**EXERCISE REQUIREMENTS:**
A. Can you extract the passage of the travel and privilege post that begins at the words "First, imagine being" and stops after "way you look."?
B. Could you extend the travel and privilege post onward from its final sentence?

**TEXT SHOWN:**
######

On Travel & Privilege

I’ve seen a lot of posts recently urging others to go travel using catchy little phrases like “just buy the ticket and go!” or “anyone can travel if they really try.” While I’m all for encouraging others to get outside of their comfort zones and see the world, there’s an elephant in the room that needs to be addressed.

 

Woman running along a trail with mountain scenery in Kandersteg, Switzerland
Here’s me in Kandersteg, Switzerland, where I distinctly remember paying 6 whole dollars for a candy bar when I was craving something sweet. Switzerland is a country so expensive that many people can’t even dream of adding it to their bucket lists.
 

The P word. Privilege. Lots of people get defensive when this word pops up, and I get it. If you’re a white person reading this as I am, it may conceivably be tough to admit that we’re overtly more advantaged in life than some others who are underprivileged due to their skin color, socioeconomic status, religion, gender, sexuality… the list goes on. But I cannot understate how problematic the ignoring-your-privilege mentality is. Especially when it comes to the travel community, because it’s so rampant here.

 

No, not everyone can just buy that ticket and go off to a foreign country next month like you or I can.

 

First, imagine being Black, knowing that in some countries you will be at best looked at funny, and at worst seriously harmed or killed for the way you look.

 

Imagine not having an American, Canadian, Australian or EU passport (or other powerful ones) where you have to apply for complex and expensive visas to visit every single country on your bucket list.

######

Excerpts from point annotation data

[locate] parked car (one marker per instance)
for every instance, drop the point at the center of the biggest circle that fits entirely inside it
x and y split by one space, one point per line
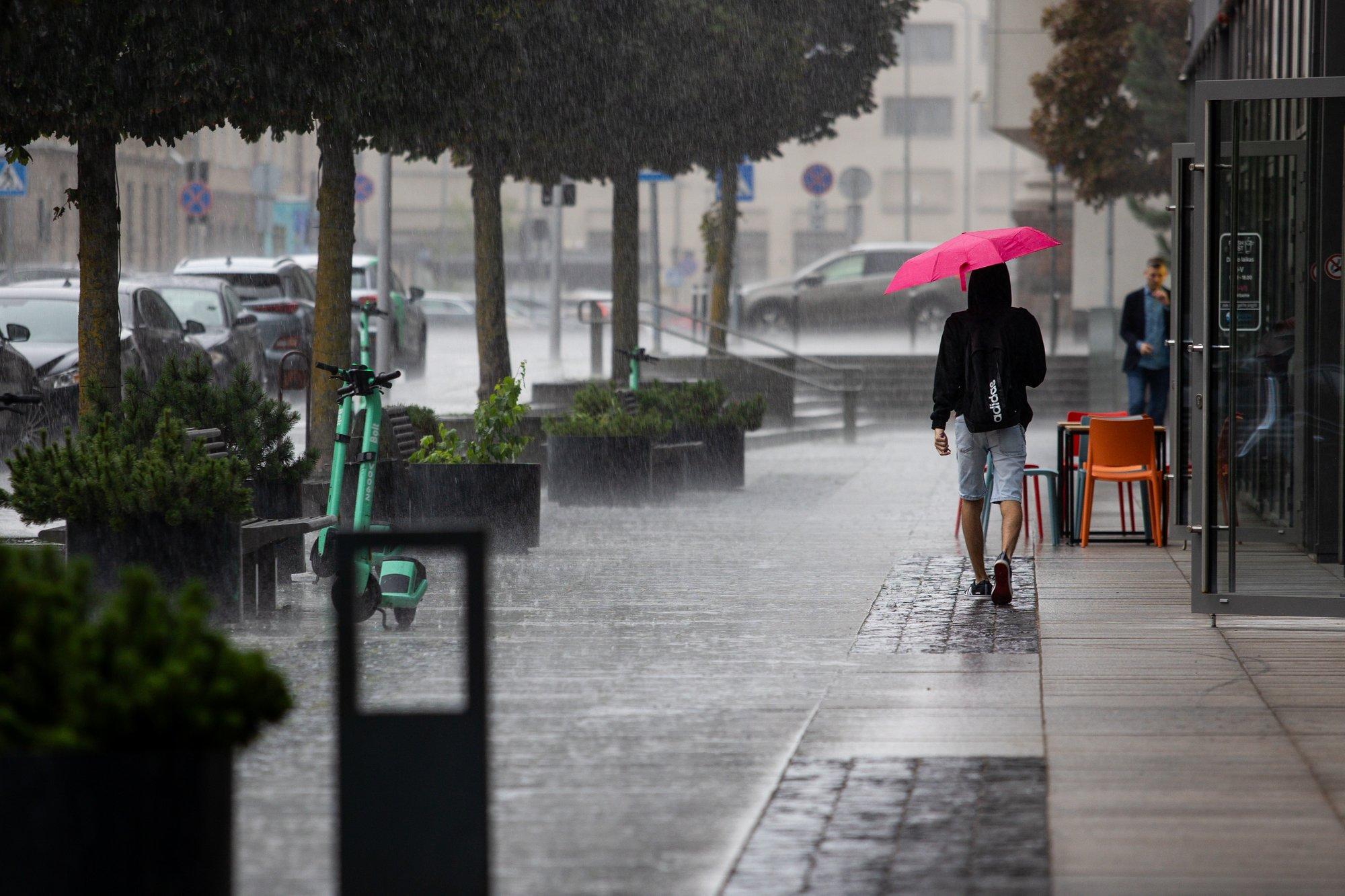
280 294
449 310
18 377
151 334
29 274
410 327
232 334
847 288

######

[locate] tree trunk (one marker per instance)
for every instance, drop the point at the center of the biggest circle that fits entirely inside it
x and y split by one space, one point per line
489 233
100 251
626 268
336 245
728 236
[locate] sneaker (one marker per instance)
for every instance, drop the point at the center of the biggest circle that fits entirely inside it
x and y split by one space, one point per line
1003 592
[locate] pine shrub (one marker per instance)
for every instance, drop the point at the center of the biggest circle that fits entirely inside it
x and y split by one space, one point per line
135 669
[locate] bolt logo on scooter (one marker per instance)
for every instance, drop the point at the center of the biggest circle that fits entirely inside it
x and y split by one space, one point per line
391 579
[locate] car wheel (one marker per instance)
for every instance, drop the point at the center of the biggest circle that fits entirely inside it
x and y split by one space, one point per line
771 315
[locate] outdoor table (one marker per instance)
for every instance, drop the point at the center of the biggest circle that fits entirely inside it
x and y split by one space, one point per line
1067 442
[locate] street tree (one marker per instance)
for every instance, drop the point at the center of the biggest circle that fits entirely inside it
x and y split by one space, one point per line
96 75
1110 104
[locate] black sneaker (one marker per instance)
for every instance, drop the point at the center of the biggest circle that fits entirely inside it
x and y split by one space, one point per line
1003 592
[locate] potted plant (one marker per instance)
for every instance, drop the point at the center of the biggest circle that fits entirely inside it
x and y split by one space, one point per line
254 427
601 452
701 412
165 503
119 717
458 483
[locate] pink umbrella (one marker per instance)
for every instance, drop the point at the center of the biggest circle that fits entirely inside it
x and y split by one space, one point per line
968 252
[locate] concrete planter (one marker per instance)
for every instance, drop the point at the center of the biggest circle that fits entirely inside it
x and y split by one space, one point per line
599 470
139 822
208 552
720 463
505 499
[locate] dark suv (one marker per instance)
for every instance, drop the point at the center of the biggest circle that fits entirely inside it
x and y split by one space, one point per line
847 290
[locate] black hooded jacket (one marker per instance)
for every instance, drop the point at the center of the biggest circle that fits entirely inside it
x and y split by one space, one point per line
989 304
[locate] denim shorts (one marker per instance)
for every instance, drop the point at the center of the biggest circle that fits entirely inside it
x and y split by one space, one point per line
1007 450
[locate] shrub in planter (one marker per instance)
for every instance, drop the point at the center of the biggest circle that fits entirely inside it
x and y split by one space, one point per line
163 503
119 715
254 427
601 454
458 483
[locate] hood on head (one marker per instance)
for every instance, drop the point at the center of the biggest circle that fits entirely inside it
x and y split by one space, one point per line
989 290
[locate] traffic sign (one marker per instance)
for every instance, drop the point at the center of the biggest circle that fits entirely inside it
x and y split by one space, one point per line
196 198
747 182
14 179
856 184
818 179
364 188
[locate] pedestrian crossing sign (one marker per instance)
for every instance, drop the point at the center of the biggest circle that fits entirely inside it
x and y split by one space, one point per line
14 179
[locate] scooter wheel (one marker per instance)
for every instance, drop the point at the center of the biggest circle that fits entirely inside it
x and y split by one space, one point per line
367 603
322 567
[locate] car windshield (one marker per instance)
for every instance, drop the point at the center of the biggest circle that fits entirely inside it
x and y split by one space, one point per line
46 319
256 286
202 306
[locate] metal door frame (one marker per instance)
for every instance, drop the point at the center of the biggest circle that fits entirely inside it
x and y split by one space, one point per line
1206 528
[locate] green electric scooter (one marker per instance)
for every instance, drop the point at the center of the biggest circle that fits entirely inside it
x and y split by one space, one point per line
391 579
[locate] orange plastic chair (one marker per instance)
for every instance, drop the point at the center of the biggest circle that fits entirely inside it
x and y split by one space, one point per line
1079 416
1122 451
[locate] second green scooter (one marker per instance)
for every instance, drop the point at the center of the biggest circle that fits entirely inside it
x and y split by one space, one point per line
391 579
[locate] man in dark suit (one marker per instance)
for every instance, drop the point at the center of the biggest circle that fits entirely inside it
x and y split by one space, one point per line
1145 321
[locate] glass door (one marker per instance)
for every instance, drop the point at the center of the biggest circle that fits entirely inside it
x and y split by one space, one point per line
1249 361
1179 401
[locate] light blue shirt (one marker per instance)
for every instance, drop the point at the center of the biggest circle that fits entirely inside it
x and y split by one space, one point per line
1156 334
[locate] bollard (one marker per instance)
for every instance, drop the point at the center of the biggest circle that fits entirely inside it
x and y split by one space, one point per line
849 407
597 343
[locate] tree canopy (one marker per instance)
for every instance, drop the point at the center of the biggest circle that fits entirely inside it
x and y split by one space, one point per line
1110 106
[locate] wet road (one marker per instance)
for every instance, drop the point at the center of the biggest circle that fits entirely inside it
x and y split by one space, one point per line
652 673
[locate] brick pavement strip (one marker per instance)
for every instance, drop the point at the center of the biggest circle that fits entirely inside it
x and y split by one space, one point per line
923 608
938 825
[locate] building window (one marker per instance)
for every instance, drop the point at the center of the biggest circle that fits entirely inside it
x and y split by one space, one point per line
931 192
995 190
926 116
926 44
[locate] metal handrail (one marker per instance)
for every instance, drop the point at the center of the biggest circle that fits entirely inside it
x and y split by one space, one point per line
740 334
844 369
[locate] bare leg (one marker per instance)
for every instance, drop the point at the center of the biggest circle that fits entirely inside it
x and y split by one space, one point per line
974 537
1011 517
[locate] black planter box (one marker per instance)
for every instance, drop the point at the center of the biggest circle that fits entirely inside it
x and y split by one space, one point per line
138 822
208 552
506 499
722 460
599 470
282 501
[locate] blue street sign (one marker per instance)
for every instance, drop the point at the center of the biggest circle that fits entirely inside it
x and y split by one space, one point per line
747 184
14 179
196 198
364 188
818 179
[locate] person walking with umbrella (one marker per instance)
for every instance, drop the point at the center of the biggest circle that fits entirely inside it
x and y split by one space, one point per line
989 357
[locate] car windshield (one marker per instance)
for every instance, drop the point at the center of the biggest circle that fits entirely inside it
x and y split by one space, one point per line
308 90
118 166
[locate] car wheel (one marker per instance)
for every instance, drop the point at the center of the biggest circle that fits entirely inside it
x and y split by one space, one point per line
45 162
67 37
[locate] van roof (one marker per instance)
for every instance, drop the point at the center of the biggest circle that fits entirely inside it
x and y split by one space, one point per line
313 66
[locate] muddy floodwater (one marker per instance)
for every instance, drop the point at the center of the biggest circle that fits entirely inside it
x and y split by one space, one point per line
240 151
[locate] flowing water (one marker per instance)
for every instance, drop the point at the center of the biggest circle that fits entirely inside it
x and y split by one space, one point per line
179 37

######

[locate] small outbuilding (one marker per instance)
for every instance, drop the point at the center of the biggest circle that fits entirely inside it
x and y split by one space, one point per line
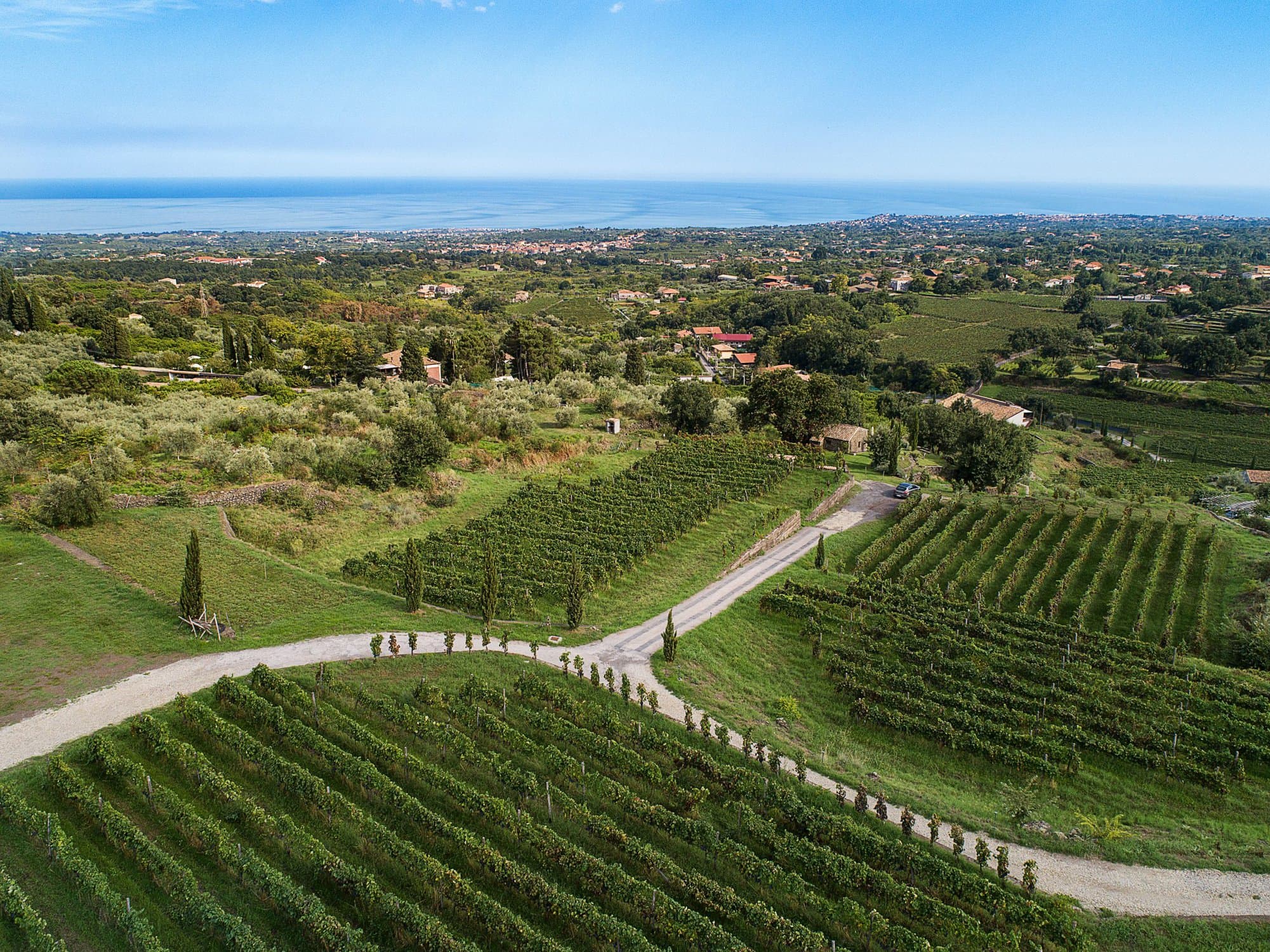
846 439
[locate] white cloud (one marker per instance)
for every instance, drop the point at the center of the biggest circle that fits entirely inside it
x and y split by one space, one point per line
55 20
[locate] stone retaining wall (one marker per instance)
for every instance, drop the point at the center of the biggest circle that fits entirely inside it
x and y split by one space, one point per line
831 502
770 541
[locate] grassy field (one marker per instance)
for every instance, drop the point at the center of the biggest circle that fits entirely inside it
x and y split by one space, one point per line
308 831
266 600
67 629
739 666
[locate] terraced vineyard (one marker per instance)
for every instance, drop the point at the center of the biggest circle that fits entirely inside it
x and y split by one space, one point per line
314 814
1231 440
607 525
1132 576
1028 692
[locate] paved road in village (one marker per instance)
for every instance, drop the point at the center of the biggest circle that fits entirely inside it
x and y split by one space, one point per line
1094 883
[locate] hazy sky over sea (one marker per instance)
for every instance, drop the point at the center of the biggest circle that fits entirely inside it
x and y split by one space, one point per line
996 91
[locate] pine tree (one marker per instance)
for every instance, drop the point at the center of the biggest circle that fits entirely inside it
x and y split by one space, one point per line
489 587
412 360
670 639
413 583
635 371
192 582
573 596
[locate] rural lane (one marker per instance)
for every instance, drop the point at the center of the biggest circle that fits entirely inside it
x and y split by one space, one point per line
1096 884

######

**RESULTS:**
A.
First, imagine being Black, knowing that in some countries you will be at best looked at funny, and at worst seriously harmed or killed for the way you look.

B.
 

Imagine that you are part of the LGBTQ+ community and will literally be jailed if you express yourself in certain countries, and unfortunately be looked down upon in most others.

 

Imagine that you’re a garment worker in a factory in Bangladesh with a very low salary. The currency you earn your money in won’t go far at all to match the expenses of bucket list destinations like Paris, Tokyo, or Sydney. What you make in a month will barely cover the cost of dinner at a sit-down restaurant.

 

Imagine that you’re disabled and don’t have the physical ability to stroll around a foreign city for 10 hours per day. Further, it is an unfortunate fact that historical and cultural sites around the world don’t even make it possible for physically disabled people to enter the sites without wheelchair access.

 

Imagine for a moment that you’re a single mom working two jobs to put food on the table for your toddler, and taking even 1 day off of work would set you back so far you don’t know where your next meal would come from.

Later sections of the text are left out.